= Beginning of Section =

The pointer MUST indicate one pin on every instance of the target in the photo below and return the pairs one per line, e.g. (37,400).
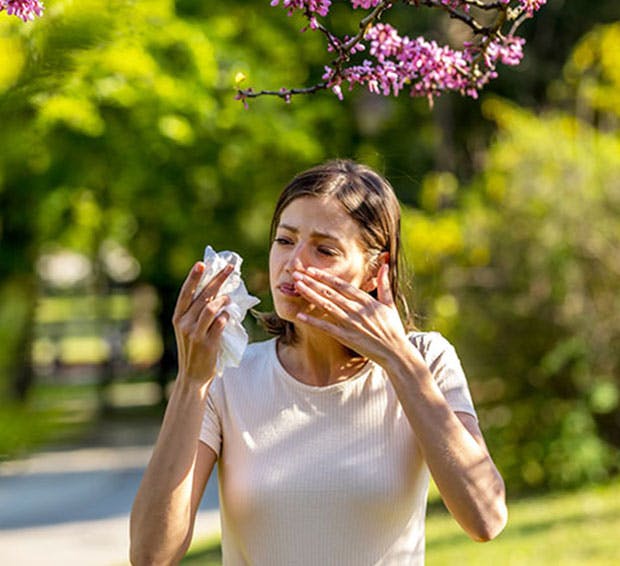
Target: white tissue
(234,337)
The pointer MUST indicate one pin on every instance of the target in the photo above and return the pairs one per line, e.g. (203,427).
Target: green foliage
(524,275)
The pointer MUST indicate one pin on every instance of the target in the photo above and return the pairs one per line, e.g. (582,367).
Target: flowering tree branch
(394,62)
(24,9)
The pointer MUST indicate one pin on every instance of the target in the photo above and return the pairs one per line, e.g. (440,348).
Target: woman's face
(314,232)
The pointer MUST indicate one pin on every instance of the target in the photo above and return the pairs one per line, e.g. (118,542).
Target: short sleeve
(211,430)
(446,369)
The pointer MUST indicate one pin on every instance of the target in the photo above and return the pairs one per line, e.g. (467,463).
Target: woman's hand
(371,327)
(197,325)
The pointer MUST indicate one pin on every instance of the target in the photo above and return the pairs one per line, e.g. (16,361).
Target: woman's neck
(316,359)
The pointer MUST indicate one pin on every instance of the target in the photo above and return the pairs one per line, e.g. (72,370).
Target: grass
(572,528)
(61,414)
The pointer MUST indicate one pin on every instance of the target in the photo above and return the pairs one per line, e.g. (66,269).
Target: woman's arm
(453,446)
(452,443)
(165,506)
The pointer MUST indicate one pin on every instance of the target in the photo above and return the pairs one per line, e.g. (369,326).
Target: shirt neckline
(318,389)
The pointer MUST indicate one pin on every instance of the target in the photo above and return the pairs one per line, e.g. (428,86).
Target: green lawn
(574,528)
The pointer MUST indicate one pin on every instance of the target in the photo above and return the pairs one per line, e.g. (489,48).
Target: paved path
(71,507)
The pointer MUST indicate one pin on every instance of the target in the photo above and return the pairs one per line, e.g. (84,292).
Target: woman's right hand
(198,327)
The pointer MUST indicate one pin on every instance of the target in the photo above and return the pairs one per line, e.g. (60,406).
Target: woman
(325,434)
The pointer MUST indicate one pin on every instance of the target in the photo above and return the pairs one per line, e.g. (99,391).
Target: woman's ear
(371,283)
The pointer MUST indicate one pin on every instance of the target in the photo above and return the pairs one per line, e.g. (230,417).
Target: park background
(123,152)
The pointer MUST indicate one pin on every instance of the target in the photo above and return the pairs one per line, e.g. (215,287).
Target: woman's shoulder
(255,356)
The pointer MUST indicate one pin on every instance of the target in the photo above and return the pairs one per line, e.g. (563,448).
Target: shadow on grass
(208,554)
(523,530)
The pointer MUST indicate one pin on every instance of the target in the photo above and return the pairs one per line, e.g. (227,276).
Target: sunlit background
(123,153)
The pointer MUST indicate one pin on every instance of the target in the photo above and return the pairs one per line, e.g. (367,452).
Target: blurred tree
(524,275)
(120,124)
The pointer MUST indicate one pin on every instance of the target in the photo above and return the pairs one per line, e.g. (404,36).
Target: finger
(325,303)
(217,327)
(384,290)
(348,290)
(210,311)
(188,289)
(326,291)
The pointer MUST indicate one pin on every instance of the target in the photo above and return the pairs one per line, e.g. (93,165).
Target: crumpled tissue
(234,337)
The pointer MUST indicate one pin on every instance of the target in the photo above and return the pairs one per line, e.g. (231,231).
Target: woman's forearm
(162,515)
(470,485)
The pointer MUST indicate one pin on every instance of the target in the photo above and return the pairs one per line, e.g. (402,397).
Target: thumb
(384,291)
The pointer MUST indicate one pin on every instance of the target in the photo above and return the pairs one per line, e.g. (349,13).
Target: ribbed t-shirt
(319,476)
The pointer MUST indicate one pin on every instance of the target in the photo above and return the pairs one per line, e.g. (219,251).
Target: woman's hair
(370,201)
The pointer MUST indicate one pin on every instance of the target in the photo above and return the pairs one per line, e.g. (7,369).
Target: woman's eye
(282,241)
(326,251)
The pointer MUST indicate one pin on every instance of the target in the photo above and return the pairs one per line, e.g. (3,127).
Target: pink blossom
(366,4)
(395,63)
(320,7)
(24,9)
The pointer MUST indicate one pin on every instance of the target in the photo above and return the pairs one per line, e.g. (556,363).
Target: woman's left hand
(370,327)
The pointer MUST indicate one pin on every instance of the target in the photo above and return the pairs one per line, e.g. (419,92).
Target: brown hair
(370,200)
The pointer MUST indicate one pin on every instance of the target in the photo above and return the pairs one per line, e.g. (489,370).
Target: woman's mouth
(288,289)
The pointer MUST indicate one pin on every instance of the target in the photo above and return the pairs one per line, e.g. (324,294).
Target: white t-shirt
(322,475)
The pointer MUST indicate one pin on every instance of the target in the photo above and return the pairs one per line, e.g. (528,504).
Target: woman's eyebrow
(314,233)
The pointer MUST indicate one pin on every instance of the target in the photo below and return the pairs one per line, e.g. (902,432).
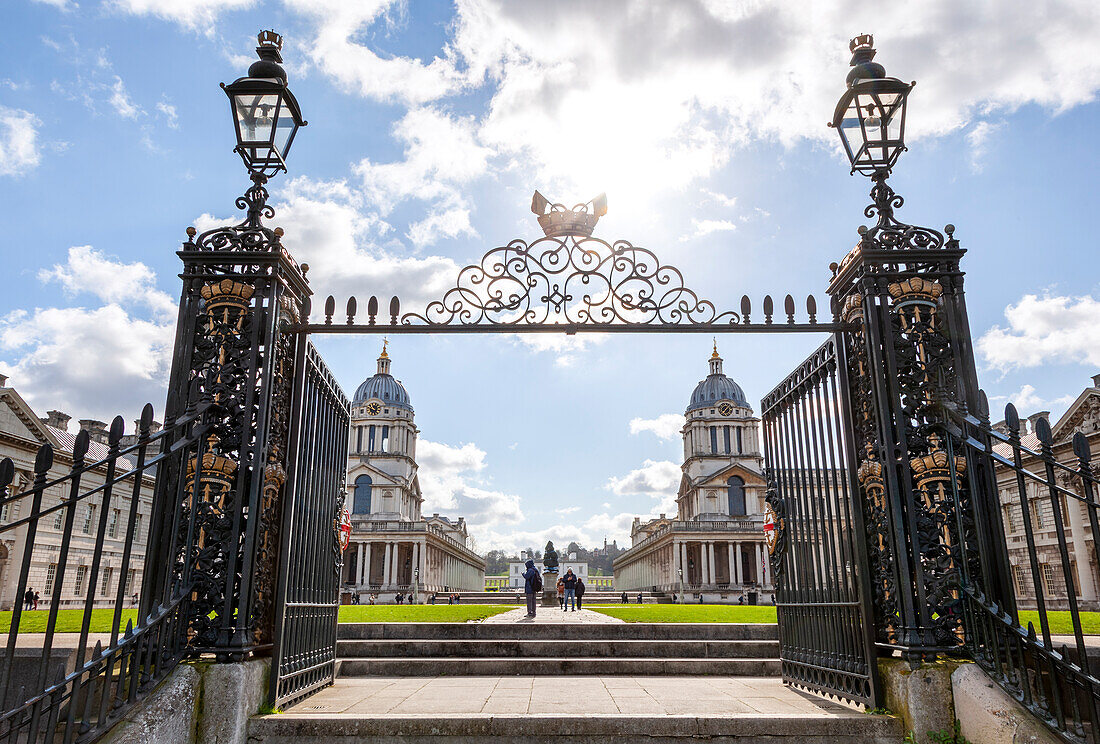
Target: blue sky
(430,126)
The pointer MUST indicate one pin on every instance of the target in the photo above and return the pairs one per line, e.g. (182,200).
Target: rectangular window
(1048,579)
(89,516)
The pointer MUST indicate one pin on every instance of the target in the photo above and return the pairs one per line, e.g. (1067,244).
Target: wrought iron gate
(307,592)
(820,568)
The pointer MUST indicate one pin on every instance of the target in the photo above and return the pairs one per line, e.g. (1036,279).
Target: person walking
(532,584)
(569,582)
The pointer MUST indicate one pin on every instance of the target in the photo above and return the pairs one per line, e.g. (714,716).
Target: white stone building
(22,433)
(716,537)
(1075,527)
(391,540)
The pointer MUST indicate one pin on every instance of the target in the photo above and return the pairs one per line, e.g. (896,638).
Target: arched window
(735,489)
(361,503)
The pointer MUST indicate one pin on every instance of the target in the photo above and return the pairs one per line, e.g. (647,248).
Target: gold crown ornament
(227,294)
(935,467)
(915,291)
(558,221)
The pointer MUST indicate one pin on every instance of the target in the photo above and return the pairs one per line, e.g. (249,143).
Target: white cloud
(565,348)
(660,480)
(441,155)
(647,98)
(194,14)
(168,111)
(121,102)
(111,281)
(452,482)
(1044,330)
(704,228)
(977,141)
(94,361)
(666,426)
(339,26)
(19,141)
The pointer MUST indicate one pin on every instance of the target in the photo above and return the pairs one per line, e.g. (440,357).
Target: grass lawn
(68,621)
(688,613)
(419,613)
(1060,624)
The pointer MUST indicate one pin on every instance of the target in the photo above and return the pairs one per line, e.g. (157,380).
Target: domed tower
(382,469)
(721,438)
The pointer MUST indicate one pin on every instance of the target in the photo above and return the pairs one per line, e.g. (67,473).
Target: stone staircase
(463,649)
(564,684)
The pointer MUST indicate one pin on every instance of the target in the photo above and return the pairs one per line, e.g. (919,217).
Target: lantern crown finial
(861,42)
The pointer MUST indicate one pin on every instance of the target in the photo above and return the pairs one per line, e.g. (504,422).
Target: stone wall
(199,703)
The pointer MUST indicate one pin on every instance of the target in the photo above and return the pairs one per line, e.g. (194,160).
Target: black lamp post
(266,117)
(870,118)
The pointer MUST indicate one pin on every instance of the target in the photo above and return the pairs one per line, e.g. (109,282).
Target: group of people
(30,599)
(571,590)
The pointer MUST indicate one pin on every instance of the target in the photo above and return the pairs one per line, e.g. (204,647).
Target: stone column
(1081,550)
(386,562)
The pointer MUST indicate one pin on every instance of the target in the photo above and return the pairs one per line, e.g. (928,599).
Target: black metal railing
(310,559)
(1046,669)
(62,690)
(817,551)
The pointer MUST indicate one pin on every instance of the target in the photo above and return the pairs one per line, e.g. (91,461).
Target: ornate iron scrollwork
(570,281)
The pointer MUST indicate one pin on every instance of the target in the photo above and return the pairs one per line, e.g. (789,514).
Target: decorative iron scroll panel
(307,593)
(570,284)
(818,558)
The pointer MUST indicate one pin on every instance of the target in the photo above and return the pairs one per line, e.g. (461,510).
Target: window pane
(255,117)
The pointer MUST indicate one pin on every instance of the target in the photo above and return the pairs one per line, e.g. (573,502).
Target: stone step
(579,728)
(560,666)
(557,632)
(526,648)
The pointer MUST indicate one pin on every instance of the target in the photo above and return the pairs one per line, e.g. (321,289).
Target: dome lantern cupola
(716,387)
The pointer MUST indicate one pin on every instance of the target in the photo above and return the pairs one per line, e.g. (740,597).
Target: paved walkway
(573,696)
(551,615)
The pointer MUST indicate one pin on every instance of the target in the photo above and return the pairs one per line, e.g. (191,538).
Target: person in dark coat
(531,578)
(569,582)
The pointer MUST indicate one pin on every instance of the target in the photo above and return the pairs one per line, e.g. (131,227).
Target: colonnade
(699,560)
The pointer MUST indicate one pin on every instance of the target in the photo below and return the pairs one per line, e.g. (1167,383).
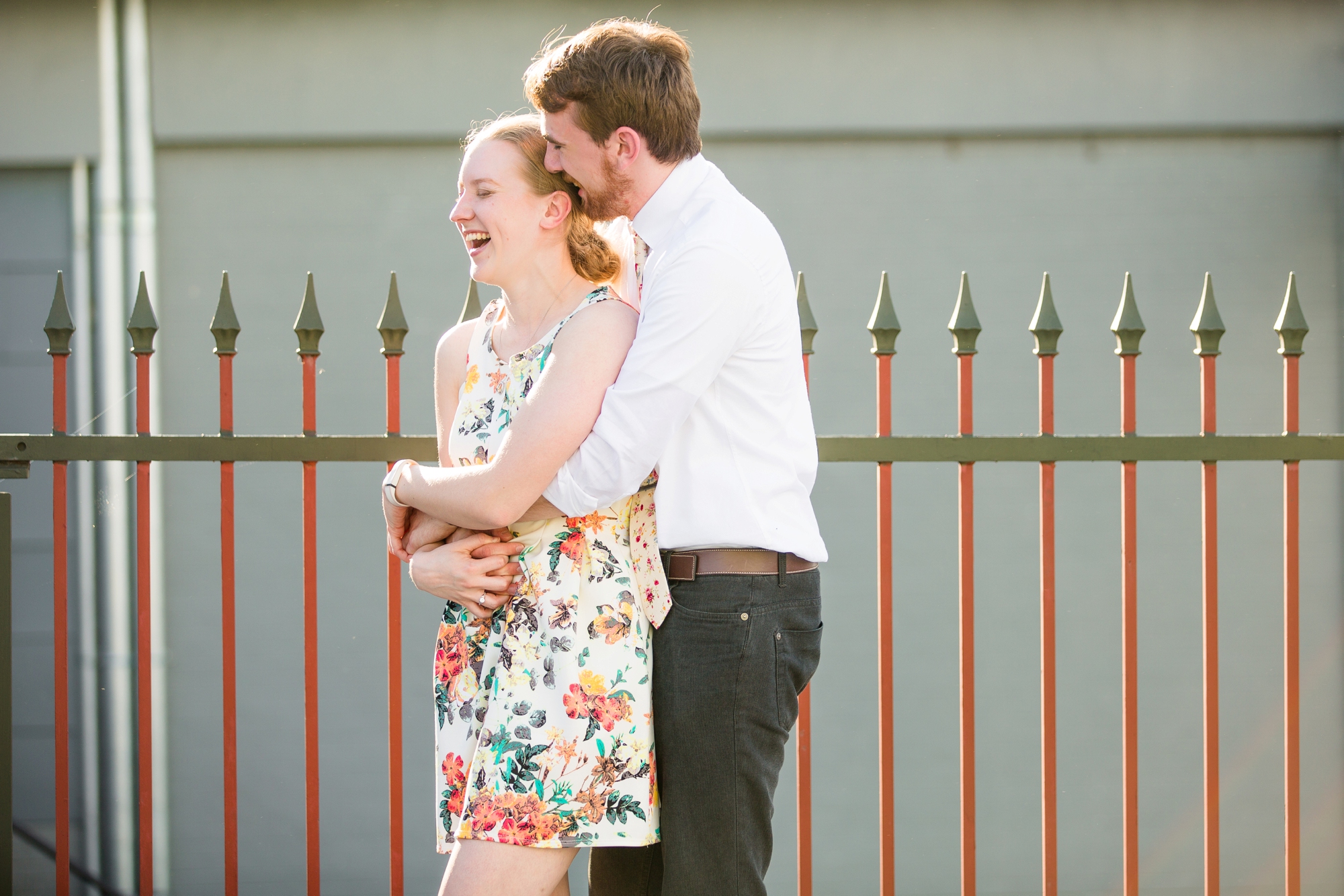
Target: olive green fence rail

= End of Section =

[Try it]
Out of the data above, return each line where the word "below" can be found.

[Expected answer]
The pointer MUST indicate one pin on every instance of the target in the photo below and return the pairs one per line, e.g. (37,400).
The pointer MUST indicate one pin on every instance of the target in the photo below and return the pairs one per line, e.g. (902,432).
The pointer MUST indicate one pin on every instance of the target in the photo below and return the pairs one per line, e.g. (1167,383).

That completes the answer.